### What this task involves
Put these lines into a Markdown table with the columns "Row" and "Line," numbering each row and skipping any blank lines. Leave the pictures out of your answer.

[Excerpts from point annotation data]
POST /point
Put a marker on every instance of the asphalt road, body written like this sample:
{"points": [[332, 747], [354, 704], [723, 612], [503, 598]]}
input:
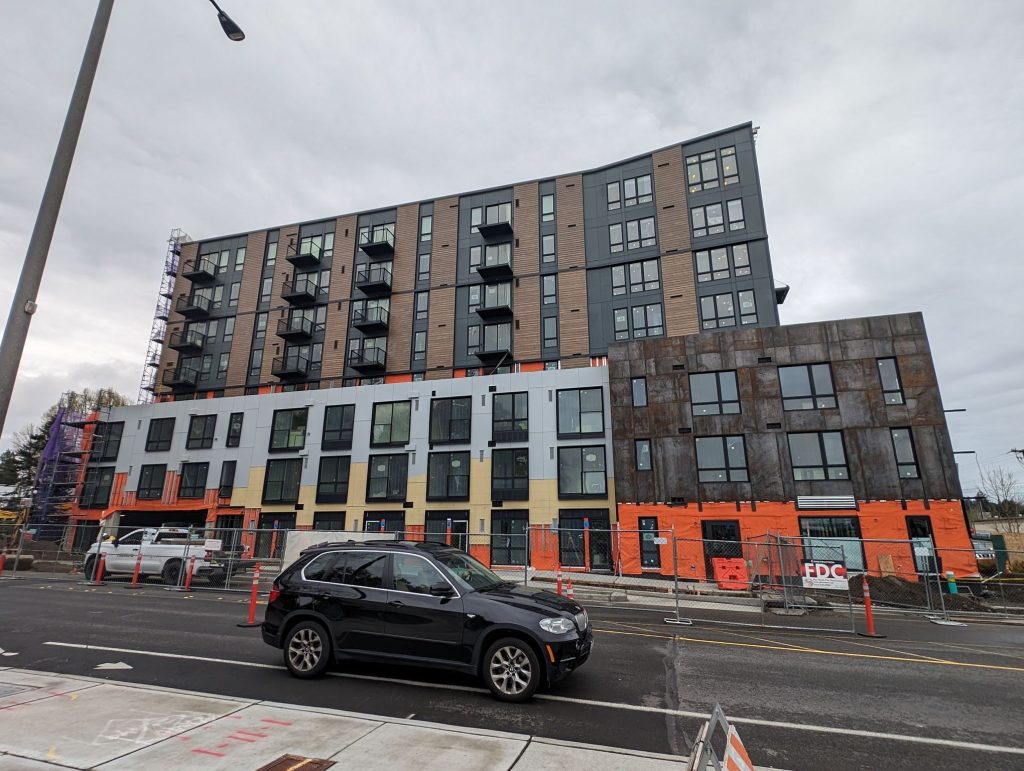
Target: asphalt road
{"points": [[926, 696]]}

### Exercise response
| Row | Line |
|---|---|
| 1 | POST /point |
| 2 | Put a marker on every instance of the asphalt road, body written like this sample: |
| 3 | {"points": [[332, 747], [354, 704], [723, 612], [503, 598]]} |
| 4 | input: |
| 5 | Target: asphalt road |
| 6 | {"points": [[926, 696]]} |